→ Task prompt:
Please render the lines of the entries below, from the line containing "Locate the circular" through the end of the entries, as a Markdown table with a Row column for the row number and a Line column for the line. Leave out any blank lines.

→ Raw data:
•••

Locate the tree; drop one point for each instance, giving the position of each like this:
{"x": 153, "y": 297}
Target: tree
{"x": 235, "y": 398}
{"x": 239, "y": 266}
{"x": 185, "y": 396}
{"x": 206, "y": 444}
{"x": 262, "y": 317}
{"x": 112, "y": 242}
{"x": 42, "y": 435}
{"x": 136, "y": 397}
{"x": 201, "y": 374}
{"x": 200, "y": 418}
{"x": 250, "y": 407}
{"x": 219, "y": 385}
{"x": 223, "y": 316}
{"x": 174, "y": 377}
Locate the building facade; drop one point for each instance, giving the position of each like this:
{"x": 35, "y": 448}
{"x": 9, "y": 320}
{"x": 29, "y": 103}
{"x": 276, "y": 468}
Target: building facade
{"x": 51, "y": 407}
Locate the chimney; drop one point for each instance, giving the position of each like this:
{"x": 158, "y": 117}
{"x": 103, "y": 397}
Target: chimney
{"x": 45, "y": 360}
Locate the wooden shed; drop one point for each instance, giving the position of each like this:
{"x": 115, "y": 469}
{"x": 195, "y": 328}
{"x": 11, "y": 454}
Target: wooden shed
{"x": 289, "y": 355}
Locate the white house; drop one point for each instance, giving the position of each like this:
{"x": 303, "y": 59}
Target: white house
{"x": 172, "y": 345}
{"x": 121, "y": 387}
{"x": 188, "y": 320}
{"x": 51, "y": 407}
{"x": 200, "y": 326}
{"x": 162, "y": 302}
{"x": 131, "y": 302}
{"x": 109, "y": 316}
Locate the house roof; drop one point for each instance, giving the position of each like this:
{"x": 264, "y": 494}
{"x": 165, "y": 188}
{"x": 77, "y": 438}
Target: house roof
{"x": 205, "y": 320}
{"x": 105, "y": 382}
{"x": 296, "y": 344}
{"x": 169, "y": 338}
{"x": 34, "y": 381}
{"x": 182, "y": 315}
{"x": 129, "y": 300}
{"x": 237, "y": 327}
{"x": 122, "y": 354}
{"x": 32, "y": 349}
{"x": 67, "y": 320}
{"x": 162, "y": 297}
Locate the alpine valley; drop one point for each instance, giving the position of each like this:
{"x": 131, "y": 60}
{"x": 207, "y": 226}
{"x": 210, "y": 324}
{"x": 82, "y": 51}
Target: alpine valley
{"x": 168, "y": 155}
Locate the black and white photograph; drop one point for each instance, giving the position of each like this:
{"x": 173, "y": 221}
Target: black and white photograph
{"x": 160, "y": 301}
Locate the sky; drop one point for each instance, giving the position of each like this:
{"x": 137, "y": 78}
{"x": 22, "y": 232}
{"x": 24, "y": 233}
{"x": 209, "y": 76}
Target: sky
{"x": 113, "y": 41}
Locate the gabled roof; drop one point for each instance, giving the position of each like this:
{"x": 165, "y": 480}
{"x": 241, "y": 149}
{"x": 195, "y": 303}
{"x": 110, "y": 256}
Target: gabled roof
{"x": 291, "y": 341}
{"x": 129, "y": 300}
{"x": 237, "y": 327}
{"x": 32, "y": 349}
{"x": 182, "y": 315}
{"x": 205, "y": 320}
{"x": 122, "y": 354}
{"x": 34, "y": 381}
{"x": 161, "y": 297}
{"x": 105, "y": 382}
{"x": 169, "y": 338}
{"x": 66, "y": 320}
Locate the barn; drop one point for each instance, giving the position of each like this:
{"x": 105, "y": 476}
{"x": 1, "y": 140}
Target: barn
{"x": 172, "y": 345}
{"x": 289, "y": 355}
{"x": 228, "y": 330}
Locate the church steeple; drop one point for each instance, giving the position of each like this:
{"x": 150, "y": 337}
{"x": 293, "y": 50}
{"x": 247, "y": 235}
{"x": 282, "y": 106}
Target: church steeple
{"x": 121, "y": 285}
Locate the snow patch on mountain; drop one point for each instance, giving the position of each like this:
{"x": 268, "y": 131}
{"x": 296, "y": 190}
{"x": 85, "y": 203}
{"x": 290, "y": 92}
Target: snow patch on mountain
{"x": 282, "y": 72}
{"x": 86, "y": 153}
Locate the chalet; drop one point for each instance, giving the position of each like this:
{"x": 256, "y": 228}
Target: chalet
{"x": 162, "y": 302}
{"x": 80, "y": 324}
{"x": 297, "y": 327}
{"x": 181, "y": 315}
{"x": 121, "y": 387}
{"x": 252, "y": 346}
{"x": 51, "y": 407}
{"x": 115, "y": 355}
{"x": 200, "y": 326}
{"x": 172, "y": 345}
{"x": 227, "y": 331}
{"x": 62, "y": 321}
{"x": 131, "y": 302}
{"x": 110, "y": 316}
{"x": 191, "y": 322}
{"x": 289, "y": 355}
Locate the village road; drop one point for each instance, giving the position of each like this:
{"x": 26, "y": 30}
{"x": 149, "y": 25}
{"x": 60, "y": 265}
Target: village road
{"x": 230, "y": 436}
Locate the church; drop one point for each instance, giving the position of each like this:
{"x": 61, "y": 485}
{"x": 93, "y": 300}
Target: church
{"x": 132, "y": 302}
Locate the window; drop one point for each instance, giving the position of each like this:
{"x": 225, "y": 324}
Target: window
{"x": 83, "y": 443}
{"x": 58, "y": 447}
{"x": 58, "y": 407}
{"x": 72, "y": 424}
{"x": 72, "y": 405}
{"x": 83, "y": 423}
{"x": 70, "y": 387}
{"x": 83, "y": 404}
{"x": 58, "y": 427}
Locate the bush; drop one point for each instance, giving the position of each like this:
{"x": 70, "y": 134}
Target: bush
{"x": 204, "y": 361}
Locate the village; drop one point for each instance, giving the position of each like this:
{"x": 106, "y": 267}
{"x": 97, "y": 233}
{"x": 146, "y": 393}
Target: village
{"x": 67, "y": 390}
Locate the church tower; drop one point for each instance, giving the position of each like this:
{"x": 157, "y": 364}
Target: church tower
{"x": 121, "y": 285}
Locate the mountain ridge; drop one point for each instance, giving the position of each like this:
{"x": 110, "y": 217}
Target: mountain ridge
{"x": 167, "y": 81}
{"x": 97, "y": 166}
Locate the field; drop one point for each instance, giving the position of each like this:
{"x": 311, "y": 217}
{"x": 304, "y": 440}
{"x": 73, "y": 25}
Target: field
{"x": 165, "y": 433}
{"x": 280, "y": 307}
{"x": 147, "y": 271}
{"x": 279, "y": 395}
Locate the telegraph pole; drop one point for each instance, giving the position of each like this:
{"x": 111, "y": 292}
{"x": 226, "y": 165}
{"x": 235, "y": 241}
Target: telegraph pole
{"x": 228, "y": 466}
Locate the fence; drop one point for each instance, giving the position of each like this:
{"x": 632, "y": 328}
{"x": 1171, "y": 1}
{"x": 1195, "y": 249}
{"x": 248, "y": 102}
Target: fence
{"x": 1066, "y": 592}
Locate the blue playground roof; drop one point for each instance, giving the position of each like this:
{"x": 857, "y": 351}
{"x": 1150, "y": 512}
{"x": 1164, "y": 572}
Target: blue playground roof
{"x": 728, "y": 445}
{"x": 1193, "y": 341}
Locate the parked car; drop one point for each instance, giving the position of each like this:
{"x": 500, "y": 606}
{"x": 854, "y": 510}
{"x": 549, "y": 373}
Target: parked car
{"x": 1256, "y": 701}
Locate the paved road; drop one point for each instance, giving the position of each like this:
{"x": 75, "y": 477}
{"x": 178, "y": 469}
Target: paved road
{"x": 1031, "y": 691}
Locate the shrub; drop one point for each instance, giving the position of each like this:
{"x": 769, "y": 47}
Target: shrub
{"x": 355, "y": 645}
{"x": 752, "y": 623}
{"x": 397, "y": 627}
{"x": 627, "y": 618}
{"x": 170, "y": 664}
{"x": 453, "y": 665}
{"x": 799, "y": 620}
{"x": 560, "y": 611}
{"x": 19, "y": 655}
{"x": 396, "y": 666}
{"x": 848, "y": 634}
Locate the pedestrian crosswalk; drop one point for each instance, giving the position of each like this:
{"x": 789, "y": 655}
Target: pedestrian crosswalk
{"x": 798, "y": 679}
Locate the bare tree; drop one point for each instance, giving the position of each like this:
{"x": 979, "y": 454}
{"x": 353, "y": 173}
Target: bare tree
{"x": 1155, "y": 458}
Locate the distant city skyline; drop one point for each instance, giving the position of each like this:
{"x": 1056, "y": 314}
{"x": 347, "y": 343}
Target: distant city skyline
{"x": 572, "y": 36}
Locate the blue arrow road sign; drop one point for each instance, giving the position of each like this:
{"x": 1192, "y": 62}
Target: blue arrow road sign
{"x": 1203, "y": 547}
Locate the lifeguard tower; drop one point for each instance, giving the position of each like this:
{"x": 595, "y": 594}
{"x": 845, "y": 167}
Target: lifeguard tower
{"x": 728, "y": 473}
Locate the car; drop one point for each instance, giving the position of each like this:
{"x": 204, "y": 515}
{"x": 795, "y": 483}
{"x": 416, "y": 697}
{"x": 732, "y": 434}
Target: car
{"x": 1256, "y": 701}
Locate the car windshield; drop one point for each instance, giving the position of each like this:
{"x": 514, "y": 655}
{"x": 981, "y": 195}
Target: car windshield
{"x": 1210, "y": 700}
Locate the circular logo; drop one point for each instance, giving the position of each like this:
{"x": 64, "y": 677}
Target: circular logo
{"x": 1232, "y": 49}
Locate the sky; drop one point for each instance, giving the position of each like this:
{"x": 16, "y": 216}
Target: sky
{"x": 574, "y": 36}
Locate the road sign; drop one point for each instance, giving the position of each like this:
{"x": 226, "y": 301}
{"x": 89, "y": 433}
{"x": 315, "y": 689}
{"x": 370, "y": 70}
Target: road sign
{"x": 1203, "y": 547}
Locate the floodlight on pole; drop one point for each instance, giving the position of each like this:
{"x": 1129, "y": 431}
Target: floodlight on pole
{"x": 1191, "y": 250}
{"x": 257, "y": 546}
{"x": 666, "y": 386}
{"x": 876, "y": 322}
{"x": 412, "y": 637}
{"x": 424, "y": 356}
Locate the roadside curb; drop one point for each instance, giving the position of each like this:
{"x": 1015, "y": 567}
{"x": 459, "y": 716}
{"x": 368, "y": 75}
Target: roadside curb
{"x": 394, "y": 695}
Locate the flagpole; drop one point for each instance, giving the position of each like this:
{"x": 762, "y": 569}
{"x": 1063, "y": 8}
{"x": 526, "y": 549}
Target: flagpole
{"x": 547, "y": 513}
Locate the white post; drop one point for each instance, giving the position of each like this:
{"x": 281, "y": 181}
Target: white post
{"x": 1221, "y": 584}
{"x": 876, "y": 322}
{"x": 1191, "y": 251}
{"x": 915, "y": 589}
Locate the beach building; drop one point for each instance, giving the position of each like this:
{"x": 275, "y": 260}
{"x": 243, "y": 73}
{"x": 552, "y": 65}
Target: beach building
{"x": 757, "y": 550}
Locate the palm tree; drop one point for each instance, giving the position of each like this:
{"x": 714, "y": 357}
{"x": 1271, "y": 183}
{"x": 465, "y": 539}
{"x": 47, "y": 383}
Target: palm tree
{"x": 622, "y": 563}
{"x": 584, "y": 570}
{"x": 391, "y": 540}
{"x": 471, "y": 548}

•••

→ Result of this exercise:
| Row | Line |
|---|---|
| 1 | Locate the circular logo; drop one point for each instance, giving the position of each like this: |
| 2 | {"x": 64, "y": 677} |
| 3 | Target: circular logo |
| 4 | {"x": 1232, "y": 49} |
| 5 | Locate the sky; drop one point for each instance, giving the position of each like this: |
| 6 | {"x": 16, "y": 216} |
| 7 | Target: sky |
| 8 | {"x": 574, "y": 36} |
| 9 | Locate the road sign; drop one point for each instance, giving the position of each like this: |
| 10 | {"x": 226, "y": 301} |
| 11 | {"x": 89, "y": 433} |
| 12 | {"x": 315, "y": 689} |
| 13 | {"x": 370, "y": 70} |
| 14 | Target: road sign |
| 15 | {"x": 1203, "y": 547} |
| 16 | Locate the floodlight on pole; drop one point for each instance, giving the position of each like this: |
| 17 | {"x": 1129, "y": 431} |
| 18 | Target: floodlight on pole |
| 19 | {"x": 1191, "y": 250} |
| 20 | {"x": 257, "y": 546} |
| 21 | {"x": 666, "y": 386} |
| 22 | {"x": 876, "y": 322} |
| 23 | {"x": 412, "y": 637} |
| 24 | {"x": 424, "y": 356} |
| 25 | Locate the roadside curb; drop one point for each instance, giving the position of each like this: |
| 26 | {"x": 1015, "y": 567} |
| 27 | {"x": 459, "y": 716} |
| 28 | {"x": 368, "y": 75} |
| 29 | Target: roadside curb |
| 30 | {"x": 394, "y": 695} |
| 31 | Locate the flagpole; drop one point for each instance, giving the position of each like this: |
| 32 | {"x": 762, "y": 569} |
| 33 | {"x": 1063, "y": 8} |
| 34 | {"x": 526, "y": 549} |
| 35 | Target: flagpole |
| 36 | {"x": 547, "y": 513} |
| 37 | Locate the white post; drop one point for each instance, giving the position of each like this: |
| 38 | {"x": 281, "y": 181} |
| 39 | Target: white post |
| 40 | {"x": 1221, "y": 584} |
| 41 | {"x": 876, "y": 322} |
| 42 | {"x": 1191, "y": 251} |
| 43 | {"x": 915, "y": 589} |
| 44 | Locate the beach building; drop one point for each instance, giving the position of each like this: |
| 45 | {"x": 275, "y": 260} |
| 46 | {"x": 243, "y": 73} |
| 47 | {"x": 552, "y": 65} |
| 48 | Target: beach building |
| 49 | {"x": 757, "y": 550} |
| 50 | Locate the palm tree; drop one point for each instance, giving the position of each like this: |
| 51 | {"x": 714, "y": 357} |
| 52 | {"x": 1271, "y": 183} |
| 53 | {"x": 465, "y": 539} |
| 54 | {"x": 47, "y": 383} |
| 55 | Target: palm tree |
| 56 | {"x": 622, "y": 563} |
| 57 | {"x": 584, "y": 570} |
| 58 | {"x": 391, "y": 540} |
| 59 | {"x": 471, "y": 548} |